begin EXERCISE INPUTS
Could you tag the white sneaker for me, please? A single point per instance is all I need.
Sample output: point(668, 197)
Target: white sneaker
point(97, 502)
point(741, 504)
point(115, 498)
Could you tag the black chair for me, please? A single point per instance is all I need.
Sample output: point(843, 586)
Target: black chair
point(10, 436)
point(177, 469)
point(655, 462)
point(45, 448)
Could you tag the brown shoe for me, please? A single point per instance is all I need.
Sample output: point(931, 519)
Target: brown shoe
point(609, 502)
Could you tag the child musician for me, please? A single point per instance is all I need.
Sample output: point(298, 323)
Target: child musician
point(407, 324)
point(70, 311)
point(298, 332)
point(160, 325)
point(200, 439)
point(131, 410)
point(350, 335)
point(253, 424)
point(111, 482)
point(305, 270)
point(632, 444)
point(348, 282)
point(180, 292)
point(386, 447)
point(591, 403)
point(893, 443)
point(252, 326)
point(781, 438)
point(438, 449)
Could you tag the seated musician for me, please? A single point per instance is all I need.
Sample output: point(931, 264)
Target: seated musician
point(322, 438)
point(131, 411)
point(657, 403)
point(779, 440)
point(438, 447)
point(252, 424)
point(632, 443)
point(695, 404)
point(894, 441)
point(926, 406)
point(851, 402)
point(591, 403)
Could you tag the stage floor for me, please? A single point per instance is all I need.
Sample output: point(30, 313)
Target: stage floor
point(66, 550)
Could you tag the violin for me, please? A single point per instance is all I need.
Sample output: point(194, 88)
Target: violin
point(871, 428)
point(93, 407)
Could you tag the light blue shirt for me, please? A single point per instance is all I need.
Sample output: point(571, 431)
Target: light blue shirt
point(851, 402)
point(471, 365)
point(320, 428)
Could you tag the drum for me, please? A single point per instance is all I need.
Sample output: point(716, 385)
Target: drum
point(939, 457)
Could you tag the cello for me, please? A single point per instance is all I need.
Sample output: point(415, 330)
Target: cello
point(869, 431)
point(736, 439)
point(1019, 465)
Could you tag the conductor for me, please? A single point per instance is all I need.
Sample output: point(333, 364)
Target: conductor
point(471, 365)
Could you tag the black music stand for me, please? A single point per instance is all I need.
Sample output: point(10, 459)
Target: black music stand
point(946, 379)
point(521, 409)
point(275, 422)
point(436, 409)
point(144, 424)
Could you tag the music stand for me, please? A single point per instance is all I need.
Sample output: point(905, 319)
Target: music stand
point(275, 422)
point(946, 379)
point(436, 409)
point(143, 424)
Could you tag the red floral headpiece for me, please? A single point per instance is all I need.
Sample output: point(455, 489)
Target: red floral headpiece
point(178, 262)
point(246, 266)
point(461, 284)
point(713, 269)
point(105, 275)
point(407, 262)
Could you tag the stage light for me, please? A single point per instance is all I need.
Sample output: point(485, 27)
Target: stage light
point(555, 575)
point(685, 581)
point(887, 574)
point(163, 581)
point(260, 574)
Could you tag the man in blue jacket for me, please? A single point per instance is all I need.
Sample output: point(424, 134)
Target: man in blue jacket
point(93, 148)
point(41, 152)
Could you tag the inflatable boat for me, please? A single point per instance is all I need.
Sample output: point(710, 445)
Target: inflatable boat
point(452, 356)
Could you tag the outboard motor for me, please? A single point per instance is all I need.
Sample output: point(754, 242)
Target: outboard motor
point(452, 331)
end EXERCISE INPUTS
YOUR INSTRUCTIONS:
Copy the records from their first line through the line with "point(115, 498)", with "Sample output" changed to "Example output" and nothing else altered.

OUTPUT OF THE TASK:
Could you tag the white sneaker for me, please? A single point per instance is all I need.
Example output: point(668, 197)
Target: white sneaker
point(97, 502)
point(741, 504)
point(115, 498)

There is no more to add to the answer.